(Dataset excerpts on object pointing)
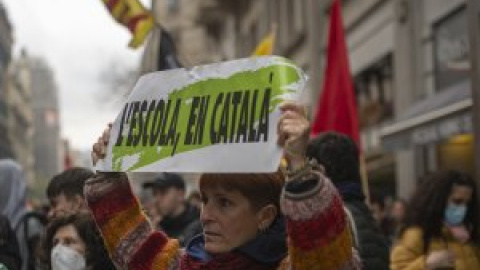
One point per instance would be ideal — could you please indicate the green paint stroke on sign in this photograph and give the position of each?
(215, 110)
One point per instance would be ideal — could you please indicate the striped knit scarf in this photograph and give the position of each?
(229, 261)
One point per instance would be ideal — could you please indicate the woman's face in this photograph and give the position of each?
(68, 236)
(228, 219)
(460, 195)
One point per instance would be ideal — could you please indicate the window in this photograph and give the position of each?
(374, 92)
(172, 6)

* **Goal**: Copy the items from the line containing "indicate the window" through the end of the items, and swap "photograph" for "image" while leaving everything else unchanged.

* **Task answer**:
One point per instance would be ideal — could you please indicate the window in this image and give the position of each?
(374, 92)
(172, 6)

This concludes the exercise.